** Vorgegebener Text **
::::::::

Die Schienenmenschen: Angriff der Weißen Garde

Was Chauvel und Simon mit dem ersten Band ihrer Reihe DIE SCHIENENMENSCHEN gelang, verdiente mehr als nur einen Achtungserfolg. Der Meinung waren jedenfalls Publikum und Fachleute beim Comic-Salon in Erlangen. Entsprechend riß man sich auch um die beiden als sich die Gelegenheit bot, Alben, T-Shirts und Was-weiß-ich-alles signieren zu lassen.

Der zweite Band ANGRIFF DER WEISSEN GARDE setzt die Geschichte von Wolf Pearce fort, der ursprünglich als Undercover-Agent in die Jaguar-Gang, einer Bande von schwarzen Schienenpiraten, eingeschleust, von seiner Dienststelle geopfert und enttarnt wurde.

::::::::

** Datensätze **
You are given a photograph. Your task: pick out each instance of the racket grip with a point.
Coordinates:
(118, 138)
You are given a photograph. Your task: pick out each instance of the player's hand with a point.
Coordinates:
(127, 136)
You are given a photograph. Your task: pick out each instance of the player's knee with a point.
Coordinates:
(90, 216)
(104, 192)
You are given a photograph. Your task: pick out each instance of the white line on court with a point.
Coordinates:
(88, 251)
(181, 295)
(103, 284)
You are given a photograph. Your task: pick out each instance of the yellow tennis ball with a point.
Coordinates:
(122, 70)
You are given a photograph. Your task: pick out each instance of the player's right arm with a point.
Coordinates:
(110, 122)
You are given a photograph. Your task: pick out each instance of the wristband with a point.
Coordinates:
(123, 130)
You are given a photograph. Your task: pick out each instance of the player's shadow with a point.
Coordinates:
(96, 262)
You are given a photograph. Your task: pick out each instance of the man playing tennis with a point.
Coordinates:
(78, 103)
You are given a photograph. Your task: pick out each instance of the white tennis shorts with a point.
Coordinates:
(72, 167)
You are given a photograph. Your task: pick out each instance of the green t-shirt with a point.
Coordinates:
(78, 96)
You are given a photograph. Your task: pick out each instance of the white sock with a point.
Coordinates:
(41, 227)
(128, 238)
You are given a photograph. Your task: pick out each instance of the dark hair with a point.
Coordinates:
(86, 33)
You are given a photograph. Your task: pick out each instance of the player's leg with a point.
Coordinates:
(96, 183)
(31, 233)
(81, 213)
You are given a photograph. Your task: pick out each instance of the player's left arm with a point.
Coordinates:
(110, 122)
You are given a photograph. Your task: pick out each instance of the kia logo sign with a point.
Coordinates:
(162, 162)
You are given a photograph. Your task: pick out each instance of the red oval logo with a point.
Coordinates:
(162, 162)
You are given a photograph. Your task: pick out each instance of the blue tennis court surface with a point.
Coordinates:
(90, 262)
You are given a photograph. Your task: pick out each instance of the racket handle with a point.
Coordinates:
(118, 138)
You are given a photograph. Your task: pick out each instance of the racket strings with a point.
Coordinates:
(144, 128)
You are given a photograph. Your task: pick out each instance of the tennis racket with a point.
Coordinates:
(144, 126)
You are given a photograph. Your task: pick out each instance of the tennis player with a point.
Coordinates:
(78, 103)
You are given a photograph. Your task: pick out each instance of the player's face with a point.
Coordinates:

::::::::

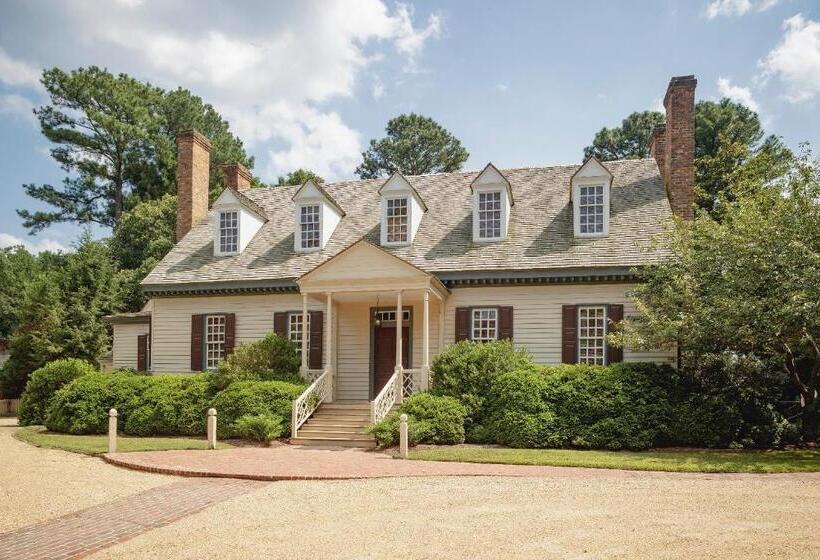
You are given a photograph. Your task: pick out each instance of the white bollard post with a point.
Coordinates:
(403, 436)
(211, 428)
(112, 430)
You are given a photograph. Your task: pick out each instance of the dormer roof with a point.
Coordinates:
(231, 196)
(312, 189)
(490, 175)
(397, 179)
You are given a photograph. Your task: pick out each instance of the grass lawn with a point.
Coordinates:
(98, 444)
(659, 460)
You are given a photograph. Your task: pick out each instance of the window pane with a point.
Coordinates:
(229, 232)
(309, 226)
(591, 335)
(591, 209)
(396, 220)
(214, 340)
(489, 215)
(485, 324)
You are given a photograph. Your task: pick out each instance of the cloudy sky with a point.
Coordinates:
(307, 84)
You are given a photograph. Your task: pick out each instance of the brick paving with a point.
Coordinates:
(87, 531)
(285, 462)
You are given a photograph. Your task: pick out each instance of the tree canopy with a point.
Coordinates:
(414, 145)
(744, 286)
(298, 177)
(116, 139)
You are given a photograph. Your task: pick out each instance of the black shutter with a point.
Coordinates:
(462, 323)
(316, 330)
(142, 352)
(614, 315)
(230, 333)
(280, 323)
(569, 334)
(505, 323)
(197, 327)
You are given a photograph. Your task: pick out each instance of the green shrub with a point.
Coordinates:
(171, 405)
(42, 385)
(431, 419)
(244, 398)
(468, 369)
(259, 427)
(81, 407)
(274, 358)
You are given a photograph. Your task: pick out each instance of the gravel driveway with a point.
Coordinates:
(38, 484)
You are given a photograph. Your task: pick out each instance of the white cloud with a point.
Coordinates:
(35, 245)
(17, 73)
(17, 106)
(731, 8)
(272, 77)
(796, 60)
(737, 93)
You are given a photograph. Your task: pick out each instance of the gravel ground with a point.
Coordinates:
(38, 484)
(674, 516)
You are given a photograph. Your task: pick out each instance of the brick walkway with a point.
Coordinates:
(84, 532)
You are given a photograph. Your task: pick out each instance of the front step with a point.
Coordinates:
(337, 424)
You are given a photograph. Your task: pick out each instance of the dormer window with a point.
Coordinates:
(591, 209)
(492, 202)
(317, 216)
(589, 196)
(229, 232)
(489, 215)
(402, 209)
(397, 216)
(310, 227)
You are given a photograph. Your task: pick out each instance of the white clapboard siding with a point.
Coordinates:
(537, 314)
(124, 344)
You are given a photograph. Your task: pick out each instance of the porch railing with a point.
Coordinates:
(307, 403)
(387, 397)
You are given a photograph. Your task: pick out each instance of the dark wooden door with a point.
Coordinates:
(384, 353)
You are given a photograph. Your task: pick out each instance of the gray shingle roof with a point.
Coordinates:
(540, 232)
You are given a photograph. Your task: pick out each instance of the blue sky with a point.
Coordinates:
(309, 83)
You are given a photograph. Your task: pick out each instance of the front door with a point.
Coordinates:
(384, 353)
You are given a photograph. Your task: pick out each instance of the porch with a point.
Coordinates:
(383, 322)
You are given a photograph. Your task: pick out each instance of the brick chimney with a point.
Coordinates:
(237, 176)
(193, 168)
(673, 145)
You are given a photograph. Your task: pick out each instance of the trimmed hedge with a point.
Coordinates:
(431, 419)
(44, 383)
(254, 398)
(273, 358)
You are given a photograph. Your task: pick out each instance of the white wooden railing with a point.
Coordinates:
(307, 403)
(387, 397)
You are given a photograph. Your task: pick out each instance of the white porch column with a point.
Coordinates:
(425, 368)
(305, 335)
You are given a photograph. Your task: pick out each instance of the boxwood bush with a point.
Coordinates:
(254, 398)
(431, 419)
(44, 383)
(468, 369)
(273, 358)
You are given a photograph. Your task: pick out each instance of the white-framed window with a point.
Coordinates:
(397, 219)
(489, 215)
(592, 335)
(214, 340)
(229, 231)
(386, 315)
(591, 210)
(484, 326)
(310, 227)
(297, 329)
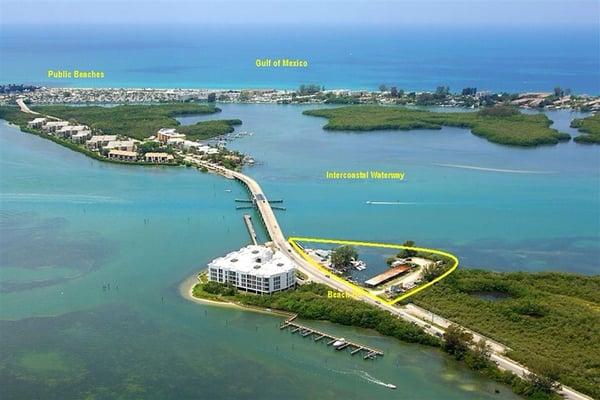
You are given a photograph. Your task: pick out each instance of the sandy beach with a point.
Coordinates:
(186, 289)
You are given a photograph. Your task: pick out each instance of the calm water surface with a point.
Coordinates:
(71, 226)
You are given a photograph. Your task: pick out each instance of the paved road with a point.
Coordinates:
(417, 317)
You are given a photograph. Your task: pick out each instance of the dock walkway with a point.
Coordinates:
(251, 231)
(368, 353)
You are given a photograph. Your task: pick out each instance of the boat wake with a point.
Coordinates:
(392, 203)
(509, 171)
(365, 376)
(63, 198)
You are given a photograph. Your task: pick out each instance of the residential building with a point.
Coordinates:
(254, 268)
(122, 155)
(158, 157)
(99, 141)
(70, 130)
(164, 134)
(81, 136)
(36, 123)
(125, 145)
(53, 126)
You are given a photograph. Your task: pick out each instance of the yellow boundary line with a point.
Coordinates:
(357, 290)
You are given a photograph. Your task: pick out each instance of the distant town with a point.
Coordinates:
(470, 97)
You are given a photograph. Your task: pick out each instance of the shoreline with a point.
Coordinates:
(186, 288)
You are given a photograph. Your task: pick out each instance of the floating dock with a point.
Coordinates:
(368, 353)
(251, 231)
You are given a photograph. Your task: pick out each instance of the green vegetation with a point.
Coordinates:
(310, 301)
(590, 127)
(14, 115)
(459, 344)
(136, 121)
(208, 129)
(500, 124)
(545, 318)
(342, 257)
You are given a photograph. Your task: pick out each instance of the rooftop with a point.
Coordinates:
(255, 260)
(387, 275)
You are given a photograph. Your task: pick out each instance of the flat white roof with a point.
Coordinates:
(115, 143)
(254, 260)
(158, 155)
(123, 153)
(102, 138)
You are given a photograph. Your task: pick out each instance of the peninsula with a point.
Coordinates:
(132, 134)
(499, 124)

::::::::

** Anforderungen **
1 - Suche in den Datensätzen alle Zeilen heraus, in denen die Zeichenfolge „dormer“ vorkommt, und gib sie unverändert wieder.
2 - Liefere die Fortsetzung des Textes über die Comicreihe „Die Schienenmenschen“, anschließend an dessen letzten Satz.

** Ergebnisse je Aufgabe **
1 -
You are given a photograph. Your task: pick out each instance of the dormer roof with a point.
You are given a photograph. Your task: pick out each instance of the dormer window with a point.

2 -
Wider Erwarten hat Pearce das Gemetzel und sogar seine eigene Hinrichtung überlebt. Iki Dread, der Chefmechaniker hat ihn gerettet und bringt ihn zu den Söhnen Judas, einer anderen schwarzen Schienen-Gang, die von Schwester-Mutter Matty angeführt wird. Aber auch dort, als Schwarzer unter Schwarzen, wird Pearce als Eindringling gesehen und auch die Söhne Judas sollen vernichtet werden. Dazu ersinnt Pearce` Ex-Chef eine teuflische Intriege: Er spannt eine Horde von durchgeknallten WASPs für seine Interessen ein, bewaffnet sie und hetzt sie hinter den Söhnen Judas her. . .

Was vordergründig wie ein harter Actioncomic daherkommt, ist hintergründig betrachtet auch einer – aber darüberhinaus auch noch viel mehr. David Chauvel, der Szenarist, beweist einmal mehr, daß auch große Themen in kleinen Bildchen an Intensität gewinnen können und Fred Simons Zeichenstil könnte in die Annalen eingehen als die Ligne-Claire der Neunziger. Unbedingt zu empfehlen.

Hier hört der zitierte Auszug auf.